> _ACTIVITY LIST_
(1) According to the displacement-sensing passage, what has to be attached to a non-metal object before a capacitance probe can measure it?
(2) Continue the displacement-sensing passage from its final sentence.

Start of EXTRACT

Displacement measurement technology finds wide applications in fields such as medical sector, structural integrity monitoring, and aeronautics. Ultraprecise displacement sensing (<10 μm) may also be extensively applied in micro- and nano-fabrication applications and industries, enabling high precision fabrication processes.
Fiber displacement sensors, such as Fabry-Perot interferometric sensor, fiber Bragg grating, and long period fiber gratings have been proposed before. The use of fiber Bragg grating based sensors for displacement measurement suffers from design fabrication complexities. The Fabry-Perot sensor uses liquids and flexible membrane and is prone to high stress. These Fiber displacement sensors are also in contact with the sample during the use. In one example, a fiber ring is placed in contact with the sample. When the sample is moved, the fiber ring will be mechanically deformed, thereby perturbing the optical environment of the waveguide along the fiber ring, resulting in changes of the output intensity or spectrum.
Existing products to monitor displacements with nanometer precision in a non-contact fashion includes capacitance probe. Generally, in order to apply the principle of the capacitor to detect the displacement and the position of a measurement object, it is necessary to have an electrode plate on the measurement object. When the object is non-metal, a metal plate needs to be attached to enable the measurement, which is inconvenient and undesirable for positioning and nano-fabrication applications. In addition, the reading obtained by the capacitor sensor may be affected, if the sample of the capacitor sensor during measurement is in an unfavorable electric or magnetic environment. As such, the capacitor sensor is generally not suitable for being applied to a sub-nanometer scale displacement measurement where the object is usually small and light weight, where the space for installation of the electrode plate is limited or where high noise signals caused by electromagnetic radiation exist.

End of EXTRACT
Start of INFORMATION SUPPLIED

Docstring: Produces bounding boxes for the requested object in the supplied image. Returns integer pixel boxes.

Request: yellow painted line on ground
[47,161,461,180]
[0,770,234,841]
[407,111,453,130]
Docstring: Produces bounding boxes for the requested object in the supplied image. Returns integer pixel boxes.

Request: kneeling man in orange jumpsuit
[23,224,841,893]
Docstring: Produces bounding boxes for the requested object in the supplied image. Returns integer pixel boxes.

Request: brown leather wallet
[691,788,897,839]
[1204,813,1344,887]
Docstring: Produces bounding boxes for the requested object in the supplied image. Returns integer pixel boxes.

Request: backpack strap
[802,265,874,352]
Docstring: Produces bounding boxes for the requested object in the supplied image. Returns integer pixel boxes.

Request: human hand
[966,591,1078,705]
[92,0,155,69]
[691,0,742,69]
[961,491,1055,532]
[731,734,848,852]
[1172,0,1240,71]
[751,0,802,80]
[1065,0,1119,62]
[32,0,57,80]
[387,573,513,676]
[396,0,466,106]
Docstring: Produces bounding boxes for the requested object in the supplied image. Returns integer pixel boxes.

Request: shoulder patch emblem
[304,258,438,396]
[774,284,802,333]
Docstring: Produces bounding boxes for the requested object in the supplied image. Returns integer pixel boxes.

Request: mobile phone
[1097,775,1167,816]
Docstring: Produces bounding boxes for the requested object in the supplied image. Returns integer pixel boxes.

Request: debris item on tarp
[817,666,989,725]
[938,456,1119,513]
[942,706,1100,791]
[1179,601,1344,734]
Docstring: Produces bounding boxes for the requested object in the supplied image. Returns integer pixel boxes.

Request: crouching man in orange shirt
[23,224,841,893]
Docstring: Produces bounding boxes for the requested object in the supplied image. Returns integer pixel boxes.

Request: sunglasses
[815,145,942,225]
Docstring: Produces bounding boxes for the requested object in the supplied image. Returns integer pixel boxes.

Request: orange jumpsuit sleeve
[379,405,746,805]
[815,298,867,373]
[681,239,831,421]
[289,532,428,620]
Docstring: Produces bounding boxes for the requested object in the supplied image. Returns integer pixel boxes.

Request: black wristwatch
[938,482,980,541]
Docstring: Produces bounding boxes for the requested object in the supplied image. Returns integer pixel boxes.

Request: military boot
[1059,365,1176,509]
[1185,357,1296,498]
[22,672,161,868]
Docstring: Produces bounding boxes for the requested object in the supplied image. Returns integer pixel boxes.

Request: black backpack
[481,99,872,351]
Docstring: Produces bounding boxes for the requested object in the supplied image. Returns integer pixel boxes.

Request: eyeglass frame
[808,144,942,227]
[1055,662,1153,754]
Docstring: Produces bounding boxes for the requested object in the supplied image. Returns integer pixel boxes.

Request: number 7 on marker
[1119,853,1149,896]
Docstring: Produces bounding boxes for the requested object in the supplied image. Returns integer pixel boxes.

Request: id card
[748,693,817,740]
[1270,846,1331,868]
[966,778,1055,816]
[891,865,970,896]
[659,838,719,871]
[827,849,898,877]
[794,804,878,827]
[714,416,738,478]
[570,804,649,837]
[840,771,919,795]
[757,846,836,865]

End of INFORMATION SUPPLIED

> _ACTIVITY ANSWERS_
(1) A metal plate.

(2)
For example, the resolution of conventional optical lithography is limited by the diffraction. Near-field optical lithography is the most promising emerging technique to break the diffraction limit. Generally, the distance between the writing head and the photo-resist (few micrometers generally) need to be controlled precisely, in the 100 s nm range, in order to ensure satisfying results. However, it is difficult to monitor the distance between the detector and the object with products such as capacitance probes, due to the size and material issues.
Another example is the measurement of parallelism of two surfaces. Parallelism is a critical condition to achieve for many engineering applications, e.g., fabrication or instrument installation. Although measuring the parallelism of two metal surfaces can be achieved by using three capacitance probes, it cannot be easily done on other surfaces such as semiconductors or polymers.
Therefore, there is a need for method and a system for measuring a displacement of an object which overcome the above described shortcomings.